TEXT EXCERPT -
Long-acting injectable (LAI) antipsychotics are superior to oral antipsychotics for preventing rehospitalization in older adults with schizophrenia, researchers report in a study published online in The American Journal of Geriatric Psychiatry.
The analysis reviewed 1-year rehospitalization rates of 1168 adults over 60 years of age with schizophrenia who underwent psychiatric hospitalization between 2006 and 2017. According to Psychiatric News Alert, at discharge 151 participants had prescriptions for LAI antipsychotics and 1017 participants had prescriptions for oral antipsychotics.
Patients treated with LAI antipsychotics had a significantly lower rehospitalization rate at 1 year after discharge (53.6%), compared with patients treated with oral antipsychotics (66.1%). Furthermore, patients in the LAI group had a significantly longer time to rehospitalization than patients in the oral group (median 257 days vs 115 days).
In addition to LAIs, other factors associated with a longer time to rehospitalization were shorter index hospitalizations and fewer previous hospitalizations.
Researchers also reported significant growth of second-generation LAI prescriptions during the study period, which they attributed to the better side-effect profile of second-generation LAIs compared with first-generation LAIs.

DATA EXTRACT -
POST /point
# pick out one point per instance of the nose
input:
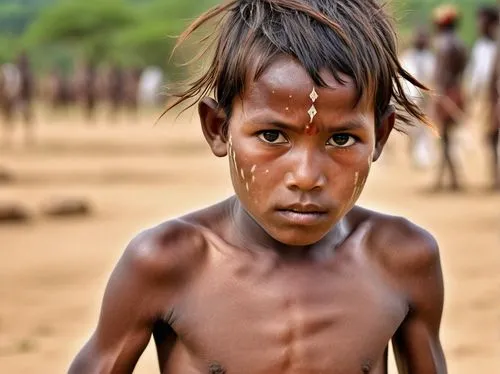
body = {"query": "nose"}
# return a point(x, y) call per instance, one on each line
point(306, 172)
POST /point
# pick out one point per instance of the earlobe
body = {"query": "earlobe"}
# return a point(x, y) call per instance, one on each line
point(212, 119)
point(383, 131)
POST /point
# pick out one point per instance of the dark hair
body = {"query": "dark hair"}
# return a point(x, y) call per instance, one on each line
point(490, 12)
point(353, 37)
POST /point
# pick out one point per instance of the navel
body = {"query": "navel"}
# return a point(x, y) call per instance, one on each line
point(366, 367)
point(216, 368)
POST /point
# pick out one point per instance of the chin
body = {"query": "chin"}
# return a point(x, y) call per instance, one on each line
point(298, 238)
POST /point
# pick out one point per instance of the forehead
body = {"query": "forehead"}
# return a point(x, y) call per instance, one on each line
point(285, 82)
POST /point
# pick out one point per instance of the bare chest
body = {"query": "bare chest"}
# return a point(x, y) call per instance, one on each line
point(294, 318)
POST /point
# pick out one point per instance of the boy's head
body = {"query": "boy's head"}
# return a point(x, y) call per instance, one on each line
point(303, 93)
point(487, 20)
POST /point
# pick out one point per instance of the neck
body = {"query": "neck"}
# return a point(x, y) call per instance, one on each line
point(247, 233)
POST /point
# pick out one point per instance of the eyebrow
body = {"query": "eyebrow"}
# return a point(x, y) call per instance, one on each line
point(349, 125)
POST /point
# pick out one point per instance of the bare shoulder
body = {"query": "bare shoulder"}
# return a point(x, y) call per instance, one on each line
point(404, 249)
point(168, 251)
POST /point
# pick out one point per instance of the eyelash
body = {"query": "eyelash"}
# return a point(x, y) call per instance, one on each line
point(279, 133)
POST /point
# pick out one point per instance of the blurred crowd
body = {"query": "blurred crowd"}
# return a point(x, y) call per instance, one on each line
point(460, 81)
point(87, 86)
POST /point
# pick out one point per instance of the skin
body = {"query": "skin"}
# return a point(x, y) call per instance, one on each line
point(242, 287)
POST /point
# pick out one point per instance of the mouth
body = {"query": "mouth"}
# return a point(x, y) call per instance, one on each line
point(304, 215)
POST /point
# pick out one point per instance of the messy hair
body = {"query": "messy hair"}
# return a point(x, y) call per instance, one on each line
point(347, 37)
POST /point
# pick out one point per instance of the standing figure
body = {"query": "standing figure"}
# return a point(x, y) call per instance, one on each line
point(116, 90)
point(420, 61)
point(493, 130)
point(451, 60)
point(480, 69)
point(26, 94)
point(288, 275)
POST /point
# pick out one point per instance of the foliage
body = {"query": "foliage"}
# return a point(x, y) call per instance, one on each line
point(139, 32)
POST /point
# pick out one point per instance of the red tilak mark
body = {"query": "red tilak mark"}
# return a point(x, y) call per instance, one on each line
point(311, 130)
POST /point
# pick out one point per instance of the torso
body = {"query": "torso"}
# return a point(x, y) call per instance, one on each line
point(251, 313)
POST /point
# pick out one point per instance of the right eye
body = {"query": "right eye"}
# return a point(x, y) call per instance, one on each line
point(272, 137)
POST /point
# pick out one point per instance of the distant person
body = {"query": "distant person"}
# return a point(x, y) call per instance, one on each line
point(116, 90)
point(151, 84)
point(288, 275)
point(480, 68)
point(420, 61)
point(131, 94)
point(493, 129)
point(26, 94)
point(10, 88)
point(451, 60)
point(60, 90)
point(86, 78)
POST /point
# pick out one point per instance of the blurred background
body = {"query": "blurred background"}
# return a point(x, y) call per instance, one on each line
point(83, 167)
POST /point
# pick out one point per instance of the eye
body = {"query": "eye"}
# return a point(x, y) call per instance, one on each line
point(272, 137)
point(341, 140)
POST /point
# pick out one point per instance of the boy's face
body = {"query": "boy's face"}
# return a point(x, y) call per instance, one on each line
point(297, 178)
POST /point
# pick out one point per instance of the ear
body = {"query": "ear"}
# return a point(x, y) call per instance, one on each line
point(383, 131)
point(213, 119)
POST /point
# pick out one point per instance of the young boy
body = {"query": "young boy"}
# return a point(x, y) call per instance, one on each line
point(288, 275)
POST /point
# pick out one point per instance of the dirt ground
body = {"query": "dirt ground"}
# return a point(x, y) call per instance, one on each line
point(53, 271)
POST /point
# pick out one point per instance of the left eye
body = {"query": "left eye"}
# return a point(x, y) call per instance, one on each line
point(341, 140)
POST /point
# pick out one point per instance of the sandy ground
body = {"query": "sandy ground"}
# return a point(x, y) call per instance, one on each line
point(53, 271)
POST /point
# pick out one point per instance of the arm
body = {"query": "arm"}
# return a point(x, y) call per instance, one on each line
point(137, 292)
point(416, 345)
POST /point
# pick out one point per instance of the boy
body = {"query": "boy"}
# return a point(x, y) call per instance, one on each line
point(288, 276)
point(451, 60)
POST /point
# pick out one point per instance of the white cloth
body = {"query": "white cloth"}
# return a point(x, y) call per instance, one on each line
point(151, 85)
point(480, 69)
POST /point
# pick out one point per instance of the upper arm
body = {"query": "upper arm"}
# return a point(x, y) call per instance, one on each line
point(141, 290)
point(416, 344)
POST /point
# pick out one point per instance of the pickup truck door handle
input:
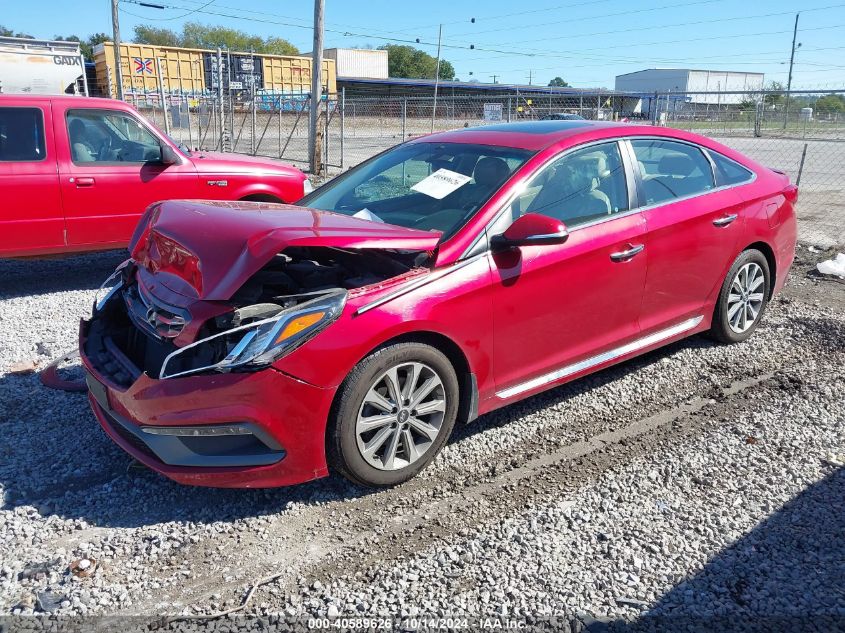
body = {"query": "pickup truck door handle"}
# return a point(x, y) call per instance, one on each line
point(725, 220)
point(624, 256)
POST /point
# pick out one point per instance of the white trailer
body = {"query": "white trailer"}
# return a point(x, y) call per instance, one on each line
point(41, 67)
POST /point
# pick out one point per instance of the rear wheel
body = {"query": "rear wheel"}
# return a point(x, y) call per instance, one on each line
point(394, 413)
point(742, 299)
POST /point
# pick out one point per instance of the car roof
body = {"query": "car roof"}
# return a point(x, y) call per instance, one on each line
point(536, 135)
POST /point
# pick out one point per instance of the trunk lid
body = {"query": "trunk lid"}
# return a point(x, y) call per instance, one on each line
point(209, 249)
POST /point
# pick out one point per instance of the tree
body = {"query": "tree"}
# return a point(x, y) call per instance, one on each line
point(145, 34)
point(195, 35)
point(4, 32)
point(279, 46)
point(412, 63)
point(86, 47)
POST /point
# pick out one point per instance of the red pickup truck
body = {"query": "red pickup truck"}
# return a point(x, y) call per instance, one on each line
point(76, 173)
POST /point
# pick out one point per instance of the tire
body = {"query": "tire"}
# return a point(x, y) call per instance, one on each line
point(378, 448)
point(740, 299)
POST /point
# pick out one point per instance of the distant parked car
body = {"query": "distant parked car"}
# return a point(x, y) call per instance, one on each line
point(249, 345)
point(76, 173)
point(563, 116)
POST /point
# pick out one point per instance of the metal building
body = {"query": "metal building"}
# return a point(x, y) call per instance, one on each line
point(685, 80)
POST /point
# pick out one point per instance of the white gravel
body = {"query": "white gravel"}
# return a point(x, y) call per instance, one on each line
point(691, 520)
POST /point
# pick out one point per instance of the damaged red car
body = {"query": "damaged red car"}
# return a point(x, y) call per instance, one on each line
point(252, 344)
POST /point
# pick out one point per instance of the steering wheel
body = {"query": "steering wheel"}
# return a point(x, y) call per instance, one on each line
point(105, 149)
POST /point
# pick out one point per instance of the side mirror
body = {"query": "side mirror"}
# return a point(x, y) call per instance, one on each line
point(168, 156)
point(530, 229)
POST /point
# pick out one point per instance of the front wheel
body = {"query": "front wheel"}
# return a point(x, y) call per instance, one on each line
point(394, 413)
point(742, 299)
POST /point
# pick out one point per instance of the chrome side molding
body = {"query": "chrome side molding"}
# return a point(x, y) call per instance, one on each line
point(599, 359)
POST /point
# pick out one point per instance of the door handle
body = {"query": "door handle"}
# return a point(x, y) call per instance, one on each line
point(624, 256)
point(725, 220)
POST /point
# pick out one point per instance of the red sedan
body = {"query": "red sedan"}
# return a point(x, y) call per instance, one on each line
point(261, 345)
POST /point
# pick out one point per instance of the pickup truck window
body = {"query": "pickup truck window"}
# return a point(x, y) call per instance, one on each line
point(108, 136)
point(21, 135)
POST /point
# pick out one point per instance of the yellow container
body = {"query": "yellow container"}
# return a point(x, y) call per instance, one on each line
point(183, 70)
point(292, 75)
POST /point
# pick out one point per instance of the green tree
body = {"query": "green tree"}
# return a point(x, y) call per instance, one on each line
point(195, 35)
point(86, 46)
point(4, 32)
point(279, 46)
point(412, 63)
point(145, 34)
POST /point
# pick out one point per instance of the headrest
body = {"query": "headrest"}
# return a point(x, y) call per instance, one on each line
point(491, 171)
point(676, 165)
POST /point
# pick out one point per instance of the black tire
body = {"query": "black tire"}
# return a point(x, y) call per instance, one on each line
point(343, 451)
point(721, 329)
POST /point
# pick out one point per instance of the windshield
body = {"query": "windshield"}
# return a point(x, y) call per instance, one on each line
point(428, 186)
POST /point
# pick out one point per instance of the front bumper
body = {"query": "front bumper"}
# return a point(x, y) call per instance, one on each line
point(281, 422)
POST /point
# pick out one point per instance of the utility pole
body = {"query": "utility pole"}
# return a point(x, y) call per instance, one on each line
point(436, 77)
point(118, 73)
point(789, 79)
point(316, 88)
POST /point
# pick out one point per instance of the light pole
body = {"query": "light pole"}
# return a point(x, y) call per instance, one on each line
point(316, 87)
point(436, 77)
point(118, 73)
point(789, 79)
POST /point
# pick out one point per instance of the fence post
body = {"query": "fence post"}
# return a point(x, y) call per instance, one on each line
point(342, 123)
point(404, 117)
point(222, 108)
point(161, 96)
point(254, 108)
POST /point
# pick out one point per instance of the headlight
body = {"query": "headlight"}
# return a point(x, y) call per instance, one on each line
point(104, 293)
point(263, 342)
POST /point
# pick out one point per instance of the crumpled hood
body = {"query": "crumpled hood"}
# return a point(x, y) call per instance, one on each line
point(209, 249)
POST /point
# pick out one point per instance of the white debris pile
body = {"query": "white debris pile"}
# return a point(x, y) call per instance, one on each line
point(835, 266)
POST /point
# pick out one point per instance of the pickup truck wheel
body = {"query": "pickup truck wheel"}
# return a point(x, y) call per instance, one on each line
point(742, 299)
point(394, 413)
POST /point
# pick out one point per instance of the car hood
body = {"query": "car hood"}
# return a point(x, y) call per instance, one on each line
point(209, 249)
point(221, 163)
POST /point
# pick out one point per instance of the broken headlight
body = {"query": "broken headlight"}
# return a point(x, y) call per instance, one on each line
point(263, 342)
point(109, 288)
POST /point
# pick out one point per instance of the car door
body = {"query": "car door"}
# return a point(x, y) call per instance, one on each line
point(557, 308)
point(111, 170)
point(31, 219)
point(693, 229)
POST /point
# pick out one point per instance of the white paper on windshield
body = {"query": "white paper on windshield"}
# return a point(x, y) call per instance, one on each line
point(441, 183)
point(366, 214)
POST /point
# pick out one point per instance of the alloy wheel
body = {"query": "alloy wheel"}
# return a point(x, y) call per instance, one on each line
point(401, 416)
point(745, 298)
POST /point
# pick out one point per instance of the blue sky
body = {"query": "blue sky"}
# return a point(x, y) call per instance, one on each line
point(587, 42)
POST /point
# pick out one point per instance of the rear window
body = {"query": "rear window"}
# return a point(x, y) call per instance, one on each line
point(729, 172)
point(21, 134)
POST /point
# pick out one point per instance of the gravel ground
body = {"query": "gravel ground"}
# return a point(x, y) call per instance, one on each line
point(697, 481)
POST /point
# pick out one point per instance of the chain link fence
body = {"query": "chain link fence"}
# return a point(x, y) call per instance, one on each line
point(800, 133)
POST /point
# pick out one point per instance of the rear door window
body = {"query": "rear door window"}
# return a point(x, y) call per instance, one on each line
point(672, 170)
point(729, 172)
point(22, 135)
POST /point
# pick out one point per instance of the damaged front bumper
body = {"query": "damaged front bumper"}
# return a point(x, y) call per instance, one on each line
point(255, 429)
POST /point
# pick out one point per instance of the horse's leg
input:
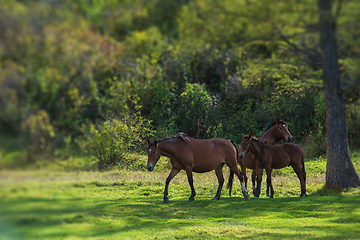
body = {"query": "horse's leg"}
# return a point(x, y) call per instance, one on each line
point(172, 174)
point(268, 186)
point(243, 170)
point(301, 174)
point(236, 170)
point(191, 183)
point(268, 181)
point(257, 190)
point(253, 178)
point(220, 177)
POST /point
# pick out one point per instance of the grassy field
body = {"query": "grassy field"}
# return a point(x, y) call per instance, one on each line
point(48, 204)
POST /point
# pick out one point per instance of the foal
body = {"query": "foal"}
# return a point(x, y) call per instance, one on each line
point(275, 133)
point(270, 157)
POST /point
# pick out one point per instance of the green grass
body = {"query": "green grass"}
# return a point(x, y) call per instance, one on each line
point(47, 204)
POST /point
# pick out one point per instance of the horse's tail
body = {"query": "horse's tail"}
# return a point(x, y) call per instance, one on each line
point(237, 151)
point(303, 166)
point(231, 175)
point(230, 182)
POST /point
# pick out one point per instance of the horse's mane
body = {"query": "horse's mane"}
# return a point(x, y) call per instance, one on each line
point(253, 139)
point(179, 135)
point(274, 123)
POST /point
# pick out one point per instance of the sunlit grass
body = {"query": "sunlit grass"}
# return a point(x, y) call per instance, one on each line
point(46, 204)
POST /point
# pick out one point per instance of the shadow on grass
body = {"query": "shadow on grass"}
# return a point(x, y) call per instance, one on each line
point(101, 217)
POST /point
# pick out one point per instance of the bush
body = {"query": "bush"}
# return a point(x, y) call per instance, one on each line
point(111, 142)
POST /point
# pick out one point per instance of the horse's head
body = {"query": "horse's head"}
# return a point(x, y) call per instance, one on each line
point(245, 145)
point(153, 155)
point(283, 131)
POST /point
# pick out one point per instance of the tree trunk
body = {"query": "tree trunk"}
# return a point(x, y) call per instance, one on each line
point(340, 170)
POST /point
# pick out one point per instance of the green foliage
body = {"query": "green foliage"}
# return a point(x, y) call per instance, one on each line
point(194, 107)
point(40, 134)
point(111, 142)
point(206, 68)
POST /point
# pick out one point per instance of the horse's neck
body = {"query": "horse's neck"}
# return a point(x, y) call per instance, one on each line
point(167, 147)
point(256, 148)
point(270, 136)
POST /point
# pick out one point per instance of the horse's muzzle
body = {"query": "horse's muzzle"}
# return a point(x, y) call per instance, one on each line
point(150, 167)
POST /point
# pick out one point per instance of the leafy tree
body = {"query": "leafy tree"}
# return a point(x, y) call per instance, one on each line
point(340, 170)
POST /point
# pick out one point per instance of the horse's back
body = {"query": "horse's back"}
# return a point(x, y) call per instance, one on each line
point(207, 154)
point(293, 149)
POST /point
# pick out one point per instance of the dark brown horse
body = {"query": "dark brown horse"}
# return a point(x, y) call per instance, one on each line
point(275, 133)
point(270, 157)
point(194, 155)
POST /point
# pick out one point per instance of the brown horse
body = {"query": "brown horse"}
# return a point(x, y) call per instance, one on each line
point(273, 134)
point(194, 155)
point(270, 157)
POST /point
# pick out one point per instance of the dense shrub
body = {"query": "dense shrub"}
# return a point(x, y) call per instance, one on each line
point(110, 143)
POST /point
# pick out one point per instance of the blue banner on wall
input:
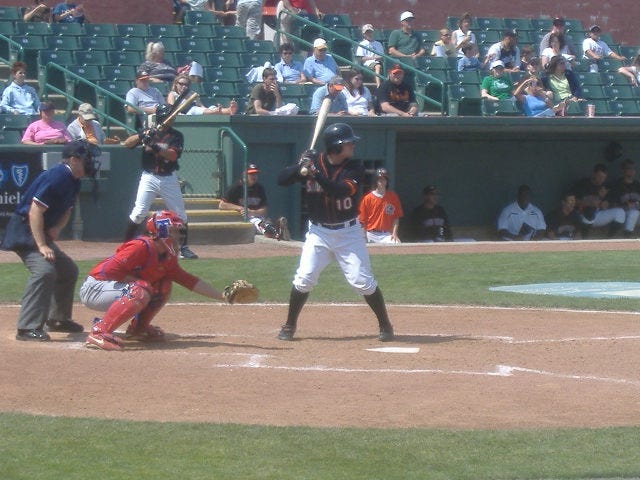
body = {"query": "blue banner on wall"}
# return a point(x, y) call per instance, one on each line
point(17, 171)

TASK SET -
A. Translate this sentence from the article on injectable antipsychotics into Spanish: "In addition to LAIs, other factors associated with a longer time to rehospitalization were shorter index hospitalizations and fewer previous hospitalizations."
B. Say whether each statement agrees with the article on injectable antipsychotics, and quote the deciding words for each.
(i) The patients studied underwent psychiatric hospitalization between 2006 and 2017.
(ii) At discharge, more participants had prescriptions for LAI antipsychotics than for oral antipsychotics.
(iii) Patients in the oral group went longer before rehospitalization than patients in the LAI group.

ANSWERS GIVEN -
A. Además de los LAI, otros factores asociados con un tiempo más largo hasta la rehospitalización fueron las hospitalizaciones índice más cortas y un menor número de hospitalizaciones previas.

B.
(i) Yes: "who underwent psychiatric hospitalization between 2006 and 2017"
(ii) No: "151 participants had prescriptions for LAI antipsychotics and 1017 participants had prescriptions for oral antipsychotics"
(iii) No: "patients in the LAI group had a significantly longer time to rehospitalization than patients in the oral group"